— Start Data shown —

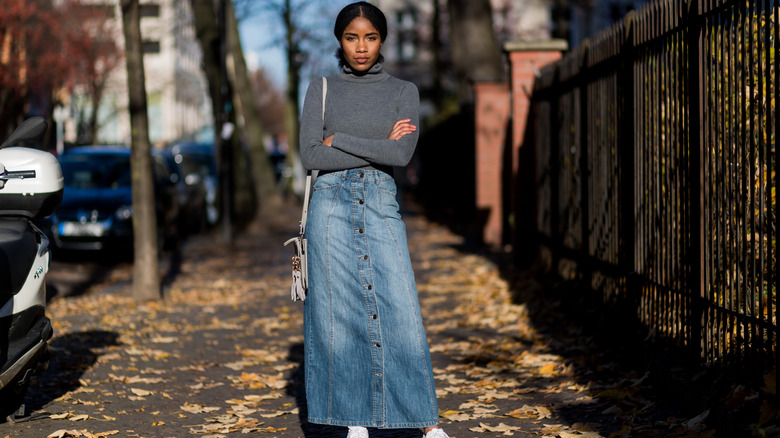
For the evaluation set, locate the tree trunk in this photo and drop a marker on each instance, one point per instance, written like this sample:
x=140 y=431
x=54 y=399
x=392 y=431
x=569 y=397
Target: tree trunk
x=476 y=54
x=438 y=57
x=146 y=279
x=293 y=83
x=261 y=169
x=235 y=183
x=97 y=95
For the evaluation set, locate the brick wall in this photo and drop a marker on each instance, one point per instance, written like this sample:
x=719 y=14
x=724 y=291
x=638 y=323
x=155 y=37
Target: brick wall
x=501 y=112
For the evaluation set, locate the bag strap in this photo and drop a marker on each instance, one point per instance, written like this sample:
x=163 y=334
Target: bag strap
x=312 y=175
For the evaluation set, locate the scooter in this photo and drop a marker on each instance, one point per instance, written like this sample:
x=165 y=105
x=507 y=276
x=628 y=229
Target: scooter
x=31 y=186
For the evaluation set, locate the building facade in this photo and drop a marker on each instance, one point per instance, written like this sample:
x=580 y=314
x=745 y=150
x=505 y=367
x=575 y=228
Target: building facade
x=177 y=91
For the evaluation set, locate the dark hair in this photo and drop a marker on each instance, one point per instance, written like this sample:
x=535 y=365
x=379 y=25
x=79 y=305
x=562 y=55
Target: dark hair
x=355 y=10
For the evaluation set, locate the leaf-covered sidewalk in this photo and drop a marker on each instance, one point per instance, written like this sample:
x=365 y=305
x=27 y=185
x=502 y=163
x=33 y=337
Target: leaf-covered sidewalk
x=221 y=355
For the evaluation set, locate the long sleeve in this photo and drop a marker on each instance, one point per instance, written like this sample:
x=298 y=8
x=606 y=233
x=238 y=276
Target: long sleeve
x=383 y=151
x=314 y=154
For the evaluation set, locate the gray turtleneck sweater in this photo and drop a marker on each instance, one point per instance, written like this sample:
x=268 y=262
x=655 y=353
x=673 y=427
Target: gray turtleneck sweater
x=360 y=111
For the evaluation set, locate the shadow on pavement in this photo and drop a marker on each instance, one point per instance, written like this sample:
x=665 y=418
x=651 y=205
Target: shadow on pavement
x=71 y=355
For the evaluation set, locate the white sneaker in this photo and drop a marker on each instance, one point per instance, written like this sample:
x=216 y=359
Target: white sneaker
x=357 y=432
x=436 y=433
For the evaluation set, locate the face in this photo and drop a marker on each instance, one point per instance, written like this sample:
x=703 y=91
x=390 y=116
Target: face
x=361 y=43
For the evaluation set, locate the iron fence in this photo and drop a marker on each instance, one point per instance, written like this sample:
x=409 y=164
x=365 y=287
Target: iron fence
x=655 y=146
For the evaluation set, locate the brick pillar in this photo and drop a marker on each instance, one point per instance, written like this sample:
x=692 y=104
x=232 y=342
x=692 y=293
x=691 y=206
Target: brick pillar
x=526 y=58
x=491 y=111
x=501 y=110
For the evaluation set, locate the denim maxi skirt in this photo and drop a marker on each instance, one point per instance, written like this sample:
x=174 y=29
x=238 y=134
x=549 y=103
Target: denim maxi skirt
x=367 y=358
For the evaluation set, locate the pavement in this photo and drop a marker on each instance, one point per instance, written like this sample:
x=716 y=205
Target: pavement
x=221 y=355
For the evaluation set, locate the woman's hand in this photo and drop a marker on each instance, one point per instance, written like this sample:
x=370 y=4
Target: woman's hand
x=401 y=128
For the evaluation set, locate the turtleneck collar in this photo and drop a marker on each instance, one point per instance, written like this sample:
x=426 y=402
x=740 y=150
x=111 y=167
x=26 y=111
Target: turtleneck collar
x=375 y=74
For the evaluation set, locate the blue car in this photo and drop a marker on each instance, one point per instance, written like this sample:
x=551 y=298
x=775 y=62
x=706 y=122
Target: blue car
x=96 y=211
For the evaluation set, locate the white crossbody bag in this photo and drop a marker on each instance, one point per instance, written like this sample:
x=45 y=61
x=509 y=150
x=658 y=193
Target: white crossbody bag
x=300 y=266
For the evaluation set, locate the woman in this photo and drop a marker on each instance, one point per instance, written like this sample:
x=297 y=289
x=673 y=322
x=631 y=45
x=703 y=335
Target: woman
x=367 y=357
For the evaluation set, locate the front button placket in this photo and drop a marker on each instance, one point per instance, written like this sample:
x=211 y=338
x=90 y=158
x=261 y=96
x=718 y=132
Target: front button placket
x=361 y=237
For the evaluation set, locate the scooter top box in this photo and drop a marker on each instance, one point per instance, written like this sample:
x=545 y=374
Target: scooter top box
x=30 y=182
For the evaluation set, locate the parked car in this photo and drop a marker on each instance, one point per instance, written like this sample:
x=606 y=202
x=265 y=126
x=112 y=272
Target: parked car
x=195 y=165
x=97 y=208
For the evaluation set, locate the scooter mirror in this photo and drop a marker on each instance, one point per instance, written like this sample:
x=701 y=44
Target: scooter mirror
x=31 y=129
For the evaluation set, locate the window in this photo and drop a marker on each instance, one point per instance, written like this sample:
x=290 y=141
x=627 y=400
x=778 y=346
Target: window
x=150 y=10
x=407 y=38
x=150 y=47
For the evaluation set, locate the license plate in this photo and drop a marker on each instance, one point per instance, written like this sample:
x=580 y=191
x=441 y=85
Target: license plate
x=79 y=229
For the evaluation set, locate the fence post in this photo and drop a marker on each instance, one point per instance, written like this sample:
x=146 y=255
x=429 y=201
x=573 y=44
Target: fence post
x=696 y=251
x=586 y=268
x=627 y=157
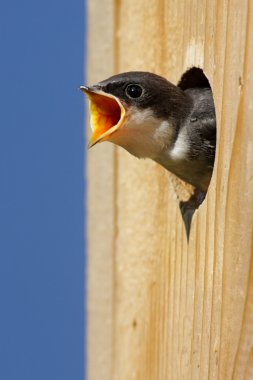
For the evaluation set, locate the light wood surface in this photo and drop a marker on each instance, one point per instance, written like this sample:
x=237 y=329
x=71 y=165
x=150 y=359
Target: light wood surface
x=159 y=308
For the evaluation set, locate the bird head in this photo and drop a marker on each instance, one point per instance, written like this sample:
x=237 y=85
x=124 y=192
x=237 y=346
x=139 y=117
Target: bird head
x=136 y=110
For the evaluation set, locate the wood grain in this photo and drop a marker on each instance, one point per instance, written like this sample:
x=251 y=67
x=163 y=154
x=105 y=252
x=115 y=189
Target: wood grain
x=159 y=308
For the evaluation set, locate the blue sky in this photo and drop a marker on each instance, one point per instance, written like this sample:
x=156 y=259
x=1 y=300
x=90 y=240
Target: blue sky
x=42 y=190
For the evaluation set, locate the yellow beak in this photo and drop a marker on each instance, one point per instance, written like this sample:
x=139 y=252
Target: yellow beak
x=107 y=114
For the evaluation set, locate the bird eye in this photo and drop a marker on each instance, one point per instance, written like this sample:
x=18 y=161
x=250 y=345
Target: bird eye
x=134 y=91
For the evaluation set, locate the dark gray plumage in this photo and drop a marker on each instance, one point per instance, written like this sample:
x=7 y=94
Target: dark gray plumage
x=173 y=126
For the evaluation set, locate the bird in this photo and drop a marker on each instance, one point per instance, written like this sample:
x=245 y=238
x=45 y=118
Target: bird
x=152 y=118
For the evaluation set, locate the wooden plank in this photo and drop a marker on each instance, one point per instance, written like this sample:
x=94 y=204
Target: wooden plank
x=100 y=205
x=174 y=310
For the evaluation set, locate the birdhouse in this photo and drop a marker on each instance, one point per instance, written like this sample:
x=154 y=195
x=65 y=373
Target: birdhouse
x=161 y=306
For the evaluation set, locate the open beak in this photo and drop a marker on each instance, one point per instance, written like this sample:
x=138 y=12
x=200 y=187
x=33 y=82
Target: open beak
x=107 y=114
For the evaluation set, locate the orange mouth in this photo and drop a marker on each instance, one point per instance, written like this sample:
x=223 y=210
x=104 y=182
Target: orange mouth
x=106 y=114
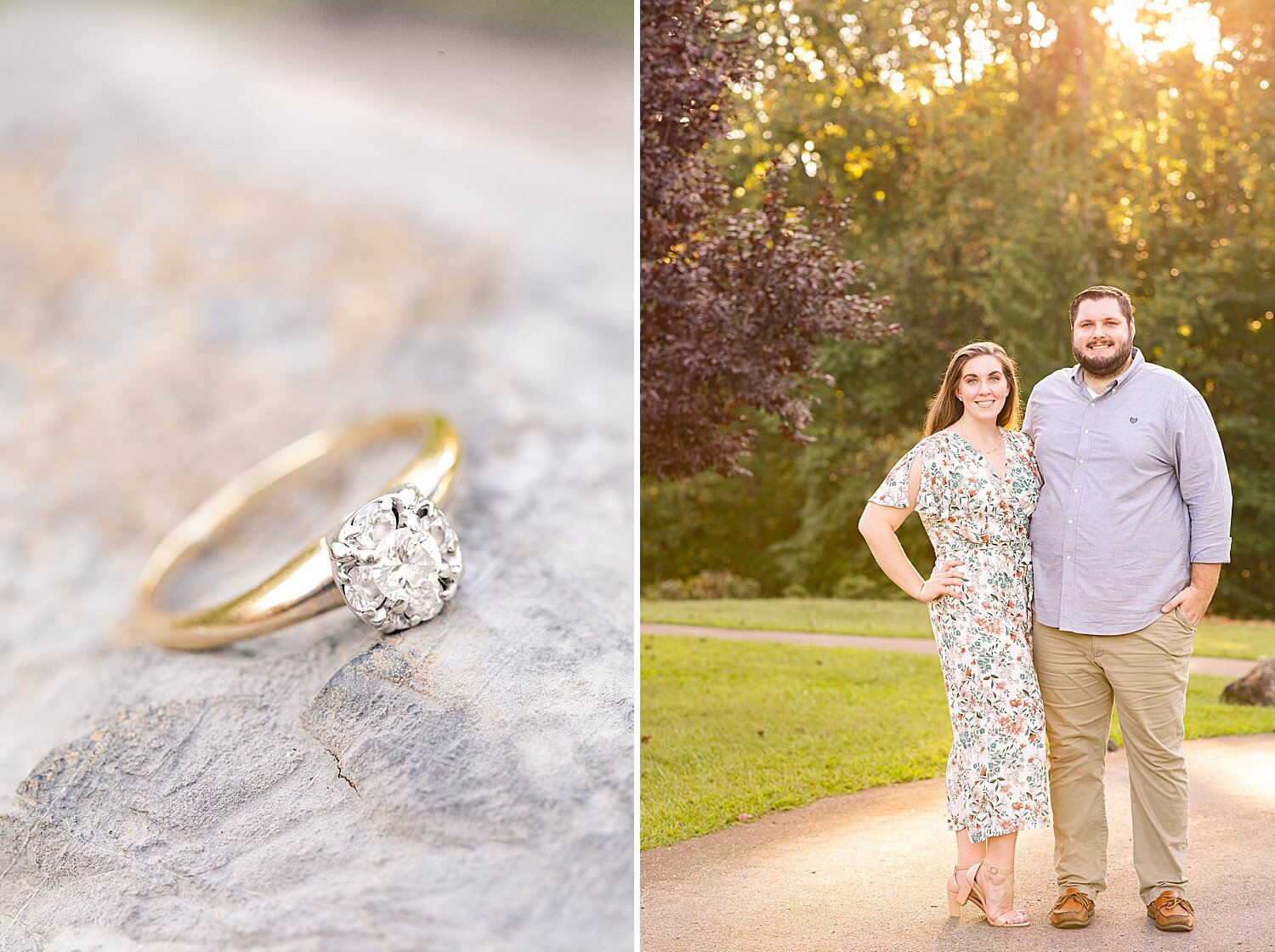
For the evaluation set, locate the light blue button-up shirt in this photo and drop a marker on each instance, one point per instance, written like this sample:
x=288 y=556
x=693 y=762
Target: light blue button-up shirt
x=1135 y=490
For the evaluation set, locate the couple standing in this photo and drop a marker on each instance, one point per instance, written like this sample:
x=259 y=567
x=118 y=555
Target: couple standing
x=1119 y=474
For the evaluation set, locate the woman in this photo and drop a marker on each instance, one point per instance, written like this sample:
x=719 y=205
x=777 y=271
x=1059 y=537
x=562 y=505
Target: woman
x=973 y=480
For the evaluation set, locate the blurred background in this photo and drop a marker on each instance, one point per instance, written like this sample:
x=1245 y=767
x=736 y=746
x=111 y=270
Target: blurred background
x=836 y=196
x=226 y=226
x=999 y=157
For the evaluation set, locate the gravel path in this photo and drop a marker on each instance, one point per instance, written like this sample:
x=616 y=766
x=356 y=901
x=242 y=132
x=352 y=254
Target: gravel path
x=866 y=872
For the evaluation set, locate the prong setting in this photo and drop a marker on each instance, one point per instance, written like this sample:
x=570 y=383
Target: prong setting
x=397 y=559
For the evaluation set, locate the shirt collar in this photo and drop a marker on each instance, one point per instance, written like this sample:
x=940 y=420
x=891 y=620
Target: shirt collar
x=1079 y=379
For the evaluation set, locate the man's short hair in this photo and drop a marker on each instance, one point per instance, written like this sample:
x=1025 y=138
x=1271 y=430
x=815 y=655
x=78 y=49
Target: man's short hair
x=1096 y=293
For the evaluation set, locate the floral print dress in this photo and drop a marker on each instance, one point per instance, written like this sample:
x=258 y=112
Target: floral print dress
x=997 y=779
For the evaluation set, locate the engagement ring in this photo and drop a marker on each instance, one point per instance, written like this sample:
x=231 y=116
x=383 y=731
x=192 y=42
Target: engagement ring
x=394 y=561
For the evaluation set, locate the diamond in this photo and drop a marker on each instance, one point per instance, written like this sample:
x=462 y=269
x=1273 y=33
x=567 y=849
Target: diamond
x=397 y=559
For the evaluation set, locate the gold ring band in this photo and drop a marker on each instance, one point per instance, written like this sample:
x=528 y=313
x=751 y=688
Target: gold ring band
x=305 y=586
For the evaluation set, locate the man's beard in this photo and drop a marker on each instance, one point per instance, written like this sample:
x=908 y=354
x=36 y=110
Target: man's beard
x=1106 y=362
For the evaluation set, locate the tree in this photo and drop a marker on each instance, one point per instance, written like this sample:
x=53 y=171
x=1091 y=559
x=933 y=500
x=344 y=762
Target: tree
x=734 y=303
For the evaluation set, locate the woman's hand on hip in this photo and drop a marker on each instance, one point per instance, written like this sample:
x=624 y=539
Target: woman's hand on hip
x=948 y=579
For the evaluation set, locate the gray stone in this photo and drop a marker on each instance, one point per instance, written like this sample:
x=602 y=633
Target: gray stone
x=216 y=241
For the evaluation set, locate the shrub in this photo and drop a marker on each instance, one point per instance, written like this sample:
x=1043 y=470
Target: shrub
x=722 y=585
x=667 y=590
x=853 y=586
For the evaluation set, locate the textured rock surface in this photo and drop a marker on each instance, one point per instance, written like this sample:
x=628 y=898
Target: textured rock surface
x=214 y=242
x=1257 y=687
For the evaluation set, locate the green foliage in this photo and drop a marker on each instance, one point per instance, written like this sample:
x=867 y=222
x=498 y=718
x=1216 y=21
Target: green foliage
x=749 y=728
x=987 y=196
x=731 y=729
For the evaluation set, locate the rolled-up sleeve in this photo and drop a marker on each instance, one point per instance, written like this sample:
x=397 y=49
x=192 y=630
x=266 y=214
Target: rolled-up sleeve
x=1205 y=482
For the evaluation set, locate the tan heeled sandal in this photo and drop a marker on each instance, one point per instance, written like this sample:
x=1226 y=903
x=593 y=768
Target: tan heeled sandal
x=955 y=900
x=974 y=893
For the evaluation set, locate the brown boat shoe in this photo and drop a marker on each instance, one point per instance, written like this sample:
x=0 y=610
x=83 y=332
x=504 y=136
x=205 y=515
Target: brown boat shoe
x=1073 y=910
x=1170 y=911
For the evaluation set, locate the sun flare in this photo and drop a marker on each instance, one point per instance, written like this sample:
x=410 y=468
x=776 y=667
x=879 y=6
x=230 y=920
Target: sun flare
x=1152 y=28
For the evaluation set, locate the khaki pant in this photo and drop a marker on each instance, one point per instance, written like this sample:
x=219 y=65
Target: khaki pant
x=1145 y=673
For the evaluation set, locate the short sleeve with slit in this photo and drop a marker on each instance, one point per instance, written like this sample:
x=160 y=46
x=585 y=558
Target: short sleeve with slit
x=894 y=490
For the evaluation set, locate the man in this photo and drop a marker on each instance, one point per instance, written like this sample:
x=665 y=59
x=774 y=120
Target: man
x=1129 y=539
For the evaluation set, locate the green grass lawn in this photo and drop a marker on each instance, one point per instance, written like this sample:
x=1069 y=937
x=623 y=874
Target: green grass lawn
x=1218 y=638
x=732 y=728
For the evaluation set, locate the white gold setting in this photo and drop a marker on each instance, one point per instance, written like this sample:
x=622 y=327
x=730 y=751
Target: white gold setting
x=395 y=559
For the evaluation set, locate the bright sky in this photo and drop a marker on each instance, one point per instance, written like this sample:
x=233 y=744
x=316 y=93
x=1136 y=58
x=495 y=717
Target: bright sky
x=1188 y=23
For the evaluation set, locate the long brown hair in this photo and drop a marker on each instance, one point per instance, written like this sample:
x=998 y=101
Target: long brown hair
x=946 y=410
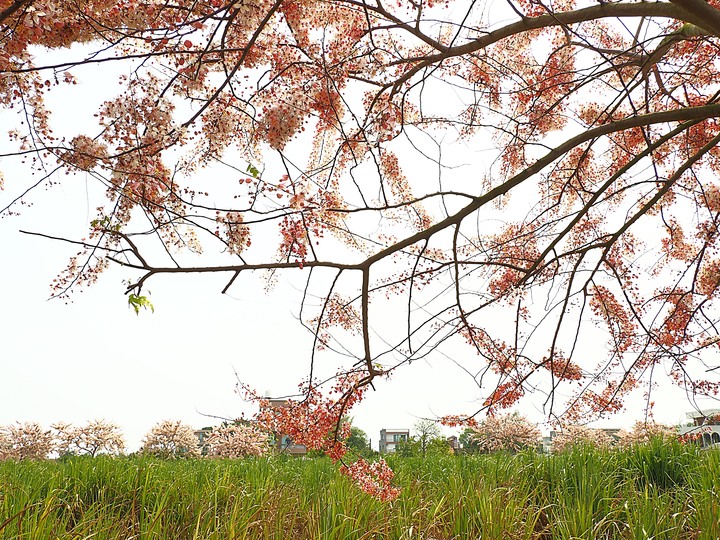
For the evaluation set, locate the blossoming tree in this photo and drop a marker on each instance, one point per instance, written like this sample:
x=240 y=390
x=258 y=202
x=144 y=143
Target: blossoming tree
x=171 y=439
x=95 y=437
x=238 y=440
x=509 y=432
x=517 y=179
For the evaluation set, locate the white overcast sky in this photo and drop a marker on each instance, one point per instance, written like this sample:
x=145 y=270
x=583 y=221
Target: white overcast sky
x=94 y=358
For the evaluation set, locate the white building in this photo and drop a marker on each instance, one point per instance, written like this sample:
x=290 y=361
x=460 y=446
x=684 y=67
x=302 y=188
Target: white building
x=705 y=427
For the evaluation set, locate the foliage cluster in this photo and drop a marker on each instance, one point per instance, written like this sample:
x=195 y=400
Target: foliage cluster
x=658 y=490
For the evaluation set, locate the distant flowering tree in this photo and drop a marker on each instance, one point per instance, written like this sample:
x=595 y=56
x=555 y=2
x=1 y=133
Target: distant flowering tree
x=95 y=437
x=25 y=441
x=510 y=432
x=644 y=432
x=577 y=435
x=373 y=478
x=237 y=440
x=171 y=439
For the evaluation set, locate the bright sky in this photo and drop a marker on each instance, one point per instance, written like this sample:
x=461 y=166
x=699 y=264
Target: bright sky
x=94 y=358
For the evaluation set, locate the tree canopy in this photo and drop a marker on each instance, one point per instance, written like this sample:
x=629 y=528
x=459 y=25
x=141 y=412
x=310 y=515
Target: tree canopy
x=519 y=177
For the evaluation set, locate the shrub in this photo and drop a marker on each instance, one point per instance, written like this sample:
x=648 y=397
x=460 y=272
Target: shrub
x=171 y=439
x=579 y=436
x=96 y=437
x=509 y=432
x=25 y=441
x=237 y=440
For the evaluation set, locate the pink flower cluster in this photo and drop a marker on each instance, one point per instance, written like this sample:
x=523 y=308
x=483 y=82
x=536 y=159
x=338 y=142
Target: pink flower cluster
x=375 y=479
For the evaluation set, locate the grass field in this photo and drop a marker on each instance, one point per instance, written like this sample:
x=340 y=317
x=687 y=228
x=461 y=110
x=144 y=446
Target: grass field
x=659 y=491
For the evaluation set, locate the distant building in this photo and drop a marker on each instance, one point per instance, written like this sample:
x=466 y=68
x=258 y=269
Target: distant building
x=282 y=442
x=389 y=438
x=705 y=427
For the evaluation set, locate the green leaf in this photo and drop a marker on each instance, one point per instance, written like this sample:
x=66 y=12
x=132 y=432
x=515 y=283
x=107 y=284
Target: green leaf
x=253 y=171
x=136 y=302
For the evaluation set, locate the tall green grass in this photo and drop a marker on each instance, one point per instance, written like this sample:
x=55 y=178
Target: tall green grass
x=658 y=491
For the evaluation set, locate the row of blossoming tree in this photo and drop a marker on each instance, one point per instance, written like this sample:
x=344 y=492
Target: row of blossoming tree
x=513 y=433
x=167 y=439
x=518 y=181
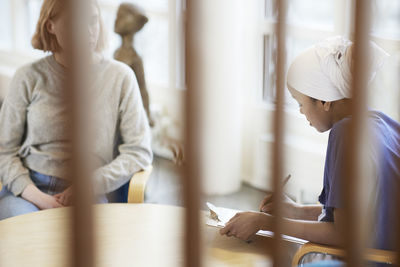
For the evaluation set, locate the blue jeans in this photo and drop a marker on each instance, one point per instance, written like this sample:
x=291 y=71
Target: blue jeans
x=11 y=205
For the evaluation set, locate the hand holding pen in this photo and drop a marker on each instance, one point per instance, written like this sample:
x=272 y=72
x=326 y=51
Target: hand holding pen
x=288 y=205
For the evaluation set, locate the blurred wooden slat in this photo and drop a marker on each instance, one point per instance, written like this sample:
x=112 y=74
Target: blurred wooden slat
x=353 y=237
x=75 y=89
x=191 y=176
x=278 y=126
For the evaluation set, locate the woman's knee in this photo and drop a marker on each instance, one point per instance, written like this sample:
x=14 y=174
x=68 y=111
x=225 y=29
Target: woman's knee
x=11 y=205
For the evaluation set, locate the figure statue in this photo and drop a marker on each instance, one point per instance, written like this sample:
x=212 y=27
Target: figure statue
x=131 y=20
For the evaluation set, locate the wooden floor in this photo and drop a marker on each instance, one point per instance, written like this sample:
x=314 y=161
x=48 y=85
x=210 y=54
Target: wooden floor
x=165 y=187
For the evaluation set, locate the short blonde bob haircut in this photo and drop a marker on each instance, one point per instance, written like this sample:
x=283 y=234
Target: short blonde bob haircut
x=47 y=42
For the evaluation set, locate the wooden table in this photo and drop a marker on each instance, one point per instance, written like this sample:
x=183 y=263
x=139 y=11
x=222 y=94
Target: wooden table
x=126 y=235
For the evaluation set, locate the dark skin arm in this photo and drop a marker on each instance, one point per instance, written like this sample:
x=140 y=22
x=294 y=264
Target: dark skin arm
x=245 y=224
x=291 y=209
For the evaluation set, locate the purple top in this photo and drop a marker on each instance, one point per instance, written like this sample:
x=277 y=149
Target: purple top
x=384 y=154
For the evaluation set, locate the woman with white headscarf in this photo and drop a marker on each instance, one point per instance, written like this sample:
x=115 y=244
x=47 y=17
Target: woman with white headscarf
x=320 y=80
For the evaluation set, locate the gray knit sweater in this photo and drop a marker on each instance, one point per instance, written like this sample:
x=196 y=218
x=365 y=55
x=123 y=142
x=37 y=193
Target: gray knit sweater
x=33 y=125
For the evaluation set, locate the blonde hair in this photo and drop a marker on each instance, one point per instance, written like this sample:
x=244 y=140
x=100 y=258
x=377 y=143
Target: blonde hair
x=47 y=42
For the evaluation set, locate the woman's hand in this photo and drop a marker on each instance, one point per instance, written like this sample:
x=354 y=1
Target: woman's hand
x=245 y=224
x=290 y=209
x=42 y=200
x=64 y=198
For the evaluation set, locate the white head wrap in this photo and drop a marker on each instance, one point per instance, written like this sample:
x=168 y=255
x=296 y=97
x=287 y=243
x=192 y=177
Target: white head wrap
x=324 y=71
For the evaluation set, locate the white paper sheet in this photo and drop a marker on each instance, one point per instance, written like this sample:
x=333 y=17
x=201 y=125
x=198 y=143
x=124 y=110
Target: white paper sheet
x=225 y=214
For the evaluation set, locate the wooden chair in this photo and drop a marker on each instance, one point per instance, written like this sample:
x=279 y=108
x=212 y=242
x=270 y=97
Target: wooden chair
x=137 y=186
x=373 y=255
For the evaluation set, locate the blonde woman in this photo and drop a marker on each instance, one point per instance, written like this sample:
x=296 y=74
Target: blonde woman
x=319 y=79
x=33 y=142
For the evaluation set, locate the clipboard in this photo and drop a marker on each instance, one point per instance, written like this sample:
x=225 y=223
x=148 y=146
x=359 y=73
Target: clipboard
x=219 y=216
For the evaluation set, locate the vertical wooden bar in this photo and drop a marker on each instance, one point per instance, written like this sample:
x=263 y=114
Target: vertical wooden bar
x=352 y=168
x=82 y=233
x=192 y=170
x=278 y=126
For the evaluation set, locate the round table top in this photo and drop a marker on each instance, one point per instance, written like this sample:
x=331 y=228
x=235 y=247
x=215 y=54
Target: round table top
x=126 y=235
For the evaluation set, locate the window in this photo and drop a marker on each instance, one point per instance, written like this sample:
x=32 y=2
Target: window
x=311 y=21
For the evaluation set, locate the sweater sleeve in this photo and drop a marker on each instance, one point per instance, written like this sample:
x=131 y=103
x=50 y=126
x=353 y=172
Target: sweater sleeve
x=135 y=150
x=13 y=174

— End Data shown —

Take every line from the one containing "For the evaluation set, locate the round" to the end of the listing and output it exactly, with nothing else.

For the evaluation set, locate the round table top in this photo and drop a marker on each instance, one point per instance, written like this sample:
x=331 y=228
x=235 y=247
x=215 y=54
Target: round table top
x=126 y=235
For the evaluation set, locate the window in this photo and drop a marker on each instance, one point per instance, written like this sample:
x=32 y=2
Target: window
x=311 y=21
For the evaluation set, locate the sweater sleeve in this photo and drop a marker on each instance, one point per instance, written like this sample:
x=131 y=103
x=50 y=126
x=353 y=172
Target: sweater sleeve
x=135 y=150
x=13 y=174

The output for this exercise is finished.